Reproduce the forum thread about Merlin frames below in full, keeping every line as it appears.
--- START Quoted passage ---
# HerbertK



## Nolamatt (Feb 4, 2005)

Herbert

I was wondering if you get a chance to ride any of the Merlin frames. I built up my old Classic frame a month or so ago and it is a tad small which was why it was naked in the first place. But I really enjoy the ride. I am thinking about a CR6/4 and just wondering how it compares to the higher end LS.

Thanks
Matt


----------



## HerbertK (Sep 23, 2004)

Nolamatt said:


> Herbert
> 
> I was wondering if you get a chance to ride any of the Merlin frames. I built up my old Classic frame a month or so ago and it is a tad small which was why it was naked in the first place. But I really enjoy the ride. I am thinking about a CR6/4 and just wondering how it compares to the higher end LS.
> 
> ...


I have not ridden any of the newer generation Merlins to give you an adequate ride comparison and analysis. But from what I have heard, folks who have the CR 6/4 and the CR 3/2.5 seem to like them quite a bit.

Cheers,

Herbert


----------



## socrates (Sep 1, 2006)
--- END Quoted passage ---
--- START Provided data ---
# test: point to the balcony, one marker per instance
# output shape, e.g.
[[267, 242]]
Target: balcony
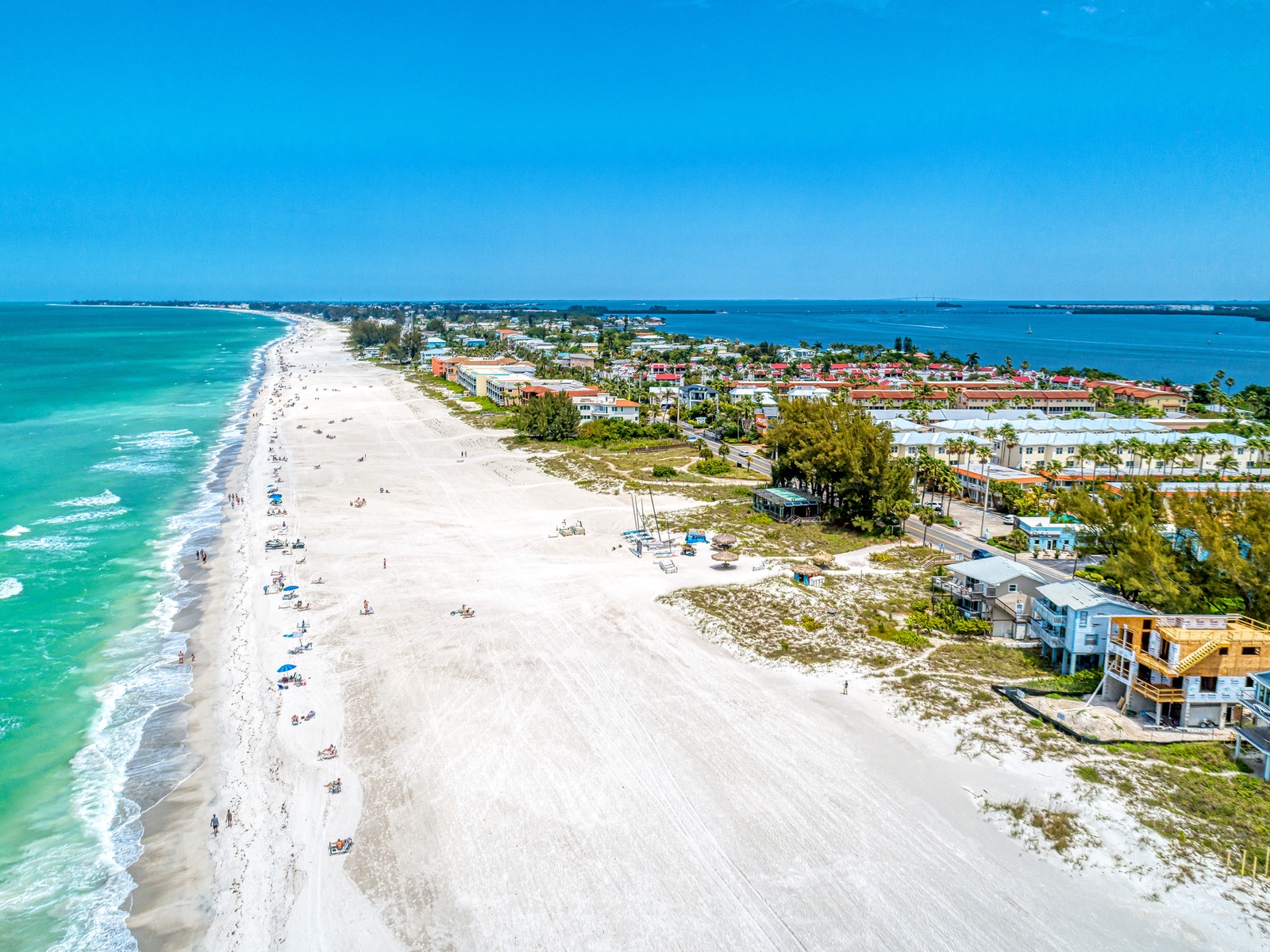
--- END Provided data ---
Correct output:
# HerbertK



## Nolamatt (Feb 4, 2005)

Herbert

I was wondering if you get a chance to ride any of the Merlin frames. I built up my old Classic frame a month or so ago and it is a tad small which was why it was naked in the first place. But I really enjoy the ride. I am thinking about a CR6/4 and just wondering how it compares to the higher end LS.

Thanks
Matt


----------



## HerbertK (Sep 23, 2004)

Nolamatt said:


> Herbert
> 
> I was wondering if you get a chance to ride any of the Merlin frames. I built up my old Classic frame a month or so ago and it is a tad small which was why it was naked in the first place. But I really enjoy the ride. I am thinking about a CR6/4 and just wondering how it compares to the higher end LS.
> 
> ...


I have not ridden any of the newer generation Merlins to give you an adequate ride comparison and analysis. But from what I have heard, folks who have the CR 6/4 and the CR 3/2.5 seem to like them quite a bit.

Cheers,

Herbert


----------



## socrates (Sep 1, 2006)